[Opening GIVEN ENTRIES section]

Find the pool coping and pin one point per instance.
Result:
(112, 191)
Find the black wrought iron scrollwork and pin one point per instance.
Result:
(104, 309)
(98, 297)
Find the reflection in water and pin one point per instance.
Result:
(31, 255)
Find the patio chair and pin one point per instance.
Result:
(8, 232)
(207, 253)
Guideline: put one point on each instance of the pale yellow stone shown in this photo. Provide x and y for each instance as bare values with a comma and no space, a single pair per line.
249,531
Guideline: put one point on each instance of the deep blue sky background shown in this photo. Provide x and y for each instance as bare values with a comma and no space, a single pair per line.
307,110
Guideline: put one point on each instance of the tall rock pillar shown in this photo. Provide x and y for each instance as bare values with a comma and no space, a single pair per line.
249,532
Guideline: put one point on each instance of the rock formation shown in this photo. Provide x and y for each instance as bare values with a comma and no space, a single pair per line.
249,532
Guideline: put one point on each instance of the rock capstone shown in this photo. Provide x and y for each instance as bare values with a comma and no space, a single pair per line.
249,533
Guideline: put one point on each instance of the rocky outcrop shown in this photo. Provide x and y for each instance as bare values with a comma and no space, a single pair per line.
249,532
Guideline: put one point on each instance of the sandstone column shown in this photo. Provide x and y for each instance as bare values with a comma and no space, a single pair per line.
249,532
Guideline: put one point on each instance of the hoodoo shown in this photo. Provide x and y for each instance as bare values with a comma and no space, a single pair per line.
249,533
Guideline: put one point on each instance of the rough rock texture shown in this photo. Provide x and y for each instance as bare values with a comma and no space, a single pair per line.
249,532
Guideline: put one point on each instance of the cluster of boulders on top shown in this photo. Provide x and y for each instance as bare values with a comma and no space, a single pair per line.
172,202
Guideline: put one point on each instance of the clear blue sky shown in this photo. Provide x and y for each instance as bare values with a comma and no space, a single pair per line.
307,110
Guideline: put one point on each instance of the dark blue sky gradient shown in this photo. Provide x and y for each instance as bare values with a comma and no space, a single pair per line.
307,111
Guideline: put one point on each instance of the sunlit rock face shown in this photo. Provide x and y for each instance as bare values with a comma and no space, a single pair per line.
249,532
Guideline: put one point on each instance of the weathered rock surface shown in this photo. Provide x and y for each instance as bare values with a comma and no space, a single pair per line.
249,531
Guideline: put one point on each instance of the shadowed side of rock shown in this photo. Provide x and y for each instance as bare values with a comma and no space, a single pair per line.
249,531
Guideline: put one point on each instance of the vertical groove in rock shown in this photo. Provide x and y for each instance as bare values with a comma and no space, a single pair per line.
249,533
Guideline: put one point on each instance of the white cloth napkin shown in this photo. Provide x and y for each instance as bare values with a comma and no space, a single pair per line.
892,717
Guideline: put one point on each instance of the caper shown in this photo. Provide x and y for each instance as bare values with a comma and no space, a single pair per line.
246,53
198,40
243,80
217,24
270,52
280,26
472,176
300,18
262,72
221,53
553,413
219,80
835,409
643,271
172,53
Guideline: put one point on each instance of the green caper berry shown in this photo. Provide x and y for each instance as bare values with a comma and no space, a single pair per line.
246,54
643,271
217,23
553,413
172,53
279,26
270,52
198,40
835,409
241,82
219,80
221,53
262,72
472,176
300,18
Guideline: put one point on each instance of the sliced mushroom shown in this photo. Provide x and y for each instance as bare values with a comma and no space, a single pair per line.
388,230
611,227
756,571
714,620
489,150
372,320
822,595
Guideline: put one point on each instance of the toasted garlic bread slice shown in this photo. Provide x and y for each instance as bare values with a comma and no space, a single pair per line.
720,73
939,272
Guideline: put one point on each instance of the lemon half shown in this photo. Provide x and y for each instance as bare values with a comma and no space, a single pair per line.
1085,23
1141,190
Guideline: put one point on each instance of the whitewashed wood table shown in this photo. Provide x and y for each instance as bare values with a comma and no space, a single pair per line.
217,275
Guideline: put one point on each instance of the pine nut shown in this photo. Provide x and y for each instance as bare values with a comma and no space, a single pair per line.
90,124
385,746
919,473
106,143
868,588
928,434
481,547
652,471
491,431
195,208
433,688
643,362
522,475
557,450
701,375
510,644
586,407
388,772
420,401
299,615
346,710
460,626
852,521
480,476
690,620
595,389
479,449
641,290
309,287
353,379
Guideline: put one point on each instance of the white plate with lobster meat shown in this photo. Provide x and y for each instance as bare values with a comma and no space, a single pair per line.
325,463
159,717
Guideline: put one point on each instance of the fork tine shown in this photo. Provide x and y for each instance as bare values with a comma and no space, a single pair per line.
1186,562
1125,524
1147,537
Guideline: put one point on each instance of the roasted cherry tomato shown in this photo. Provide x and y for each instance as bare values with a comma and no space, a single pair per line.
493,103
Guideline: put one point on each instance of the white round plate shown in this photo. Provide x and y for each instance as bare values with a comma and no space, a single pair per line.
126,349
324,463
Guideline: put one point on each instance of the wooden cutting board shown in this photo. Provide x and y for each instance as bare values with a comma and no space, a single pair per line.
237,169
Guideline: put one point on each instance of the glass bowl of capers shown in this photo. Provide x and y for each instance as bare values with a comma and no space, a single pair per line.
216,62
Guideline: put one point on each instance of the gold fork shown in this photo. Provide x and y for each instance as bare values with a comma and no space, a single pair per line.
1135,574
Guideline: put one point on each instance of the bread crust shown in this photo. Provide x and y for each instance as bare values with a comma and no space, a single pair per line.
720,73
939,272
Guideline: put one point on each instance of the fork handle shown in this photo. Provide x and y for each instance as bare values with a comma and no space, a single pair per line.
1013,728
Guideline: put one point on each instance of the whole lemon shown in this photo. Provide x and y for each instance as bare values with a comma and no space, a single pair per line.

[Closing GIVEN ENTRIES section]

* _PROBLEM_
Can you give every line above again, exactly as written?

* _ANSWER SPACE_
Find the pool coping and pin one point per instance.
Result:
(112, 191)
Find the black wrought iron scrollwork and pin one point per instance.
Result:
(104, 309)
(98, 297)
Find the reflection in water and pin one point per instance.
Result:
(31, 255)
Find the patio chair and pin one point per instance.
Result:
(8, 232)
(207, 253)
Guideline: put one point on each instance of the pale yellow stone shown in this photo. Provide x and y for each instance as bare values with a comma and no space, a single pair per line.
249,531
Guideline: put one point on each instance of the deep blue sky background shown in this photo. Provide x and y for each instance as bare values with a comma and no space, a single pair per line.
307,110
Guideline: put one point on each instance of the tall rock pillar shown in this photo. Provide x and y for each instance as bare values with a comma and no space, a single pair per line.
249,532
Guideline: put one point on each instance of the rock formation shown in this photo. Provide x and y for each instance as bare values with a comma and no space, a single pair per line.
249,532
Guideline: put one point on each instance of the rock capstone shown in this photo. Provide x and y for each instance as bare values with a comma and no space, a single pair per line.
249,533
Guideline: put one point on each instance of the rocky outcrop shown in this photo. Provide x and y for each instance as bare values with a comma and no space, a single pair per line.
249,532
Guideline: put one point on each instance of the sandstone column shown in this photo. Provide x and y for each instance as bare values with a comma and no space, a single pair per line.
249,532
Guideline: put one point on each instance of the hoodoo shown in this photo. Provide x and y for each instance as bare values with a comma and no space, a single pair per line.
249,533
Guideline: put one point on each instance of the rough rock texture shown in this photo. Provide x and y for each instance as bare values with a comma and no space, a single pair per line.
249,532
Guideline: put one point on each instance of the cluster of boulders on top shown in this photo. Provide x and y for each instance as bare values with a comma and no space, a single pair per line.
172,202
Guideline: put one point on each instance of the clear blue sky shown in this photo. Provide x and y for each instance as bare values with a comma and no space, a single pair per line.
307,110
Guideline: put one point on each instance of the dark blue sky gradient shown in this photo. Provide x and y for each instance as bare values with a comma and no space, a single pair per line.
307,111
Guideline: put one point on each instance of the sunlit rock face shown in this photo. Provide x and y for each instance as bare values with a comma and no space, a single pair per line.
249,532
Guideline: put one point on each instance of the weathered rock surface shown in this photo. Provide x and y for each instance as bare values with a comma and no space, a single pair per line.
249,531
Guideline: put one point on each instance of the shadowed side of rock shown in this photo. Provide x and y for each instance as bare values with a comma and no space, a single pair per line.
249,531
Guideline: put one point on each instance of the vertical groove in rock shown in this photo. Provide x and y for each instance as bare values with a comma and no space, a single pair per line.
249,533
Guideline: put one point on each instance of the white cloth napkin shown in this photo. Provide x and y for each instance as bare values with a comma and no space, a single pair per line.
892,717
Guideline: put one point on each instance of the caper shown in this photo. Provide x and y for each instance as bare values with a comma and no space, a single pair per line.
246,53
198,40
243,80
217,24
270,52
280,26
472,176
300,18
262,72
221,53
553,413
219,80
835,409
643,271
172,53
Guideline: put one point on each instance of the green caper berry shown in this photo. Provide x and y for each instance as bare values with a comma and no space, a single pair per line.
246,54
643,271
217,23
553,413
172,53
279,26
270,52
198,40
835,409
241,82
219,80
221,53
262,72
472,176
300,18
Guideline: put one point on each instance of the sliced mushroom shown in this photo. Provide x and y for each instance as bare values with a comma and no space, a single pair per line.
388,230
611,227
756,571
714,620
489,150
372,320
822,595
Guideline: put one point on each instance of the toasted garlic bread slice shown in this photo. Provide x and y for each instance as bare values with a comma and no space, a single pair per line.
720,73
939,272
Guideline: put one point on each instance of the lemon half shown in this photo. Provide x and y for each instance as bare values with a comma and no space, a single pair per line.
1085,23
1141,190
Guideline: put one point on each instance of the whitewashed wood table shown in this photo. Provide x and y for each instance as bare values with a comma and no space, a single pair per line.
217,275
Guideline: put one point on each instance of the pine nut shown in this photo. Provide x and y for each instance as bare values with a comma and no space, a single pair per line.
90,124
385,746
919,473
106,143
868,588
928,434
481,547
652,471
491,431
195,208
433,688
643,362
522,475
557,450
701,375
510,644
586,407
388,772
420,401
299,615
346,710
460,626
852,521
480,476
690,620
595,389
479,449
641,290
309,287
353,379
Guideline: put one point on each instance of the white plate with lobster meat shown in this photo. Provide x and y for each instance as bare values with a comma and no space, a single pair per line.
325,463
159,717
Guideline: put one point on each instance of the fork tine shown in this photo. Provide x and y for each instance as bare values with a comma and no space, a single pair per line.
1186,562
1125,524
1147,537
Guideline: put one point on each instance of the roasted cherry tomato shown in this photo. Provide x and y for each instance as bare values with a comma and no space, a single pair per line.
493,103
Guideline: put one point on each instance of the white round plate shown in this photo. Provide x and y for each instance as bare values with a comma and no space, a single pair per line.
126,349
324,463
Guideline: put one point on each instance of the wooden cutting board shown in this photo. Provide x and y for each instance as bare values with a comma and no space, a single pair per line.
237,169
Guideline: put one point on each instance of the glass bowl of capers shown in this photo. Provide x and y for each instance as bare values with a comma and no space, a single pair per line.
216,62
Guideline: put one point on each instance of the gold fork shown in this photo. Provide x and y for each instance as bare values with a comma and no space, a single pair per line.
1135,574
Guideline: put one point on each instance of the bread crust shown in this photo. Provide x and y for each instance as bare values with a comma and no space, a single pair per line.
720,73
939,272
Guideline: put one point on each instance of the fork handle shown in this photo. Provide x and y for each instance as bare values with a comma and no space, a single pair per line.
1013,728
Guideline: put one point on each instance of the whole lemon shown in this photo. Provide x and y for each instance as bare values with a comma and no space, a single pair per line.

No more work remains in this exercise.